◆ RECORDS FOR THIS TASK:
>> start
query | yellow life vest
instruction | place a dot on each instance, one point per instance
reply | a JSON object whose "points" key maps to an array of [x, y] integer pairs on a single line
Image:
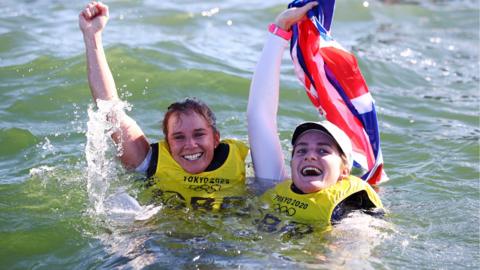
{"points": [[318, 207], [206, 190]]}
>> end
◆ EXERCISE INSTRUCTIONS: Put the lines above into a JSON list of strings, one string per line, with blank lines skipped and the picture left out.

◆ ANSWER TO THIS EXERCISE:
[
  "query | yellow life vest",
  "instruction | place a dot on each instance, one point per instance",
  "reply | a JSON object whose \"points\" key maps to an array of [x, y] integer pairs on a single line",
  "Image:",
  "{\"points\": [[318, 207], [206, 190]]}"
]